Give the rows below as a numbered list, leaving out blank lines and pictures.

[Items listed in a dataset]
────────────────────────────────────────
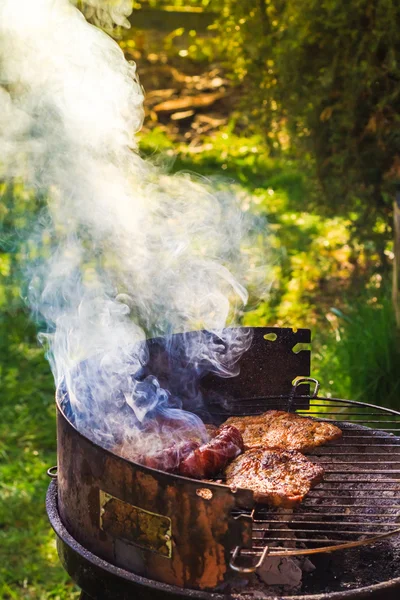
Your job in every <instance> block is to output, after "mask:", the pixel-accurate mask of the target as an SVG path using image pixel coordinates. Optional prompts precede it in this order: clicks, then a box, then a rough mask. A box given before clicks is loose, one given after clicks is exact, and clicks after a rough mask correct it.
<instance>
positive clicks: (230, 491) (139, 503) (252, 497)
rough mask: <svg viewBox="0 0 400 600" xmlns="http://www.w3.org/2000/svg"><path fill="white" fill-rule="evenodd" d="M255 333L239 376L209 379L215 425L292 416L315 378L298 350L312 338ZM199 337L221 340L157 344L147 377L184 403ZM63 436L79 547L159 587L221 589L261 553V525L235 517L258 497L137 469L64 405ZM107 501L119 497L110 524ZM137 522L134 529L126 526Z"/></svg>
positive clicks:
────────────────────────────────────────
## ANSWER SPACE
1. Your job in every <instance> block is to output, after "mask:", the pixel-accurate mask of the target as an SVG path using image pixel coordinates. Optional prompts precede it in this order: clicks, then a box, then a rough mask. A box given before clicks is loose, one given after clicks is exact, and clicks after a rough mask correct it.
2. <instance>
3. positive clicks: (230, 491) (139, 503) (252, 497)
4. rough mask: <svg viewBox="0 0 400 600" xmlns="http://www.w3.org/2000/svg"><path fill="white" fill-rule="evenodd" d="M255 333L239 376L209 379L215 425L292 416L315 378L298 350L312 338ZM199 337L221 340L157 344L147 377L184 403ZM63 436L79 547L159 587L221 589L261 553V525L235 517L258 497L137 469L64 405ZM107 501L119 497L110 524ZM137 522L134 529L126 526Z"/></svg>
5. positive clicks:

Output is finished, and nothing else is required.